Scale the data below by restating every line, requests included, with each answer coordinate multiplied by 0.6 and rounded to a whole number, halves going up. Leave the pictures out of your answer.

Saved data entries:
====================

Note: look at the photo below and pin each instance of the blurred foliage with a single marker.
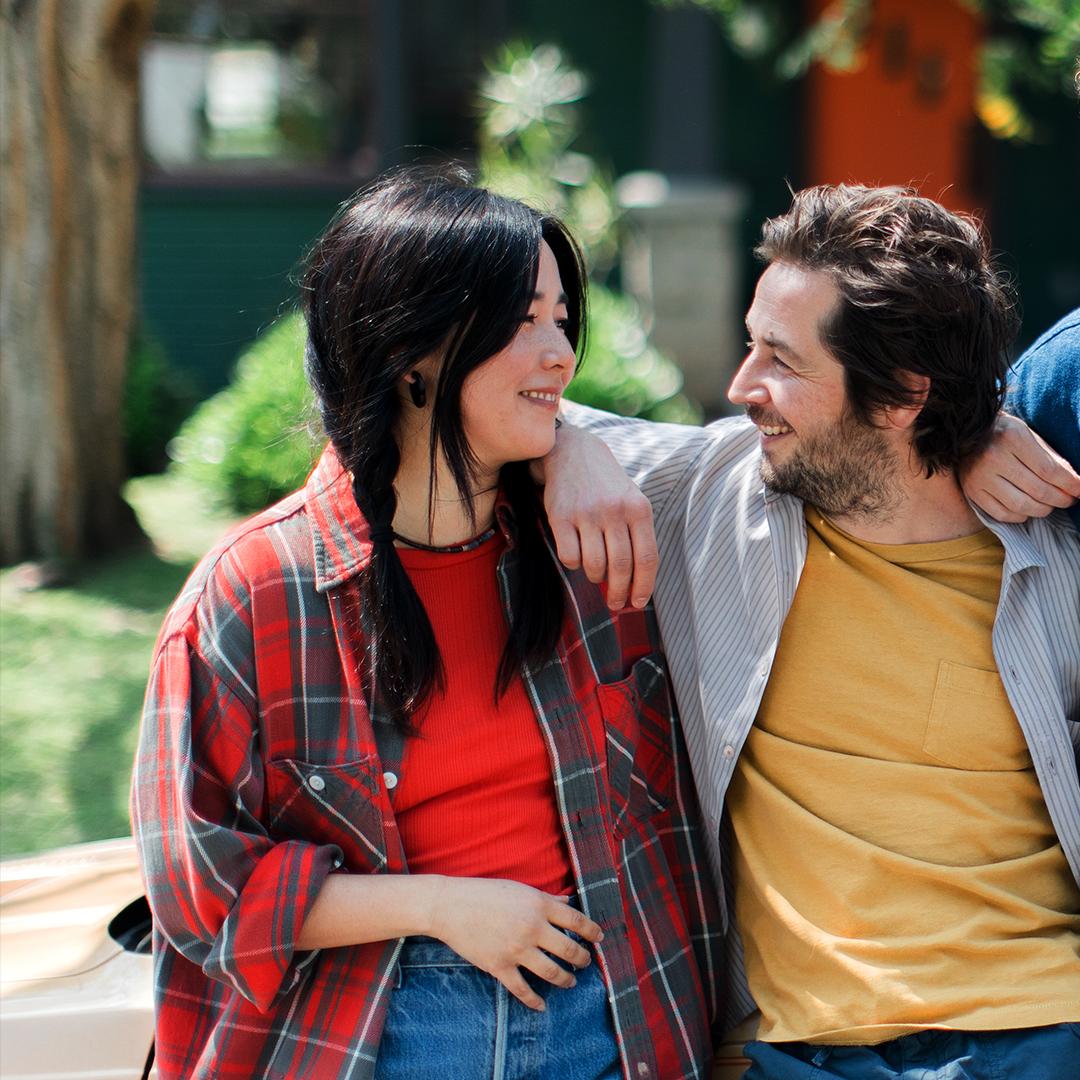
(1029, 50)
(529, 123)
(251, 444)
(247, 445)
(157, 399)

====================

Solution for this exercise:
Note: look at the photo below and pin each instance of the blurred foliage with a single marker.
(617, 30)
(317, 74)
(151, 266)
(148, 267)
(94, 239)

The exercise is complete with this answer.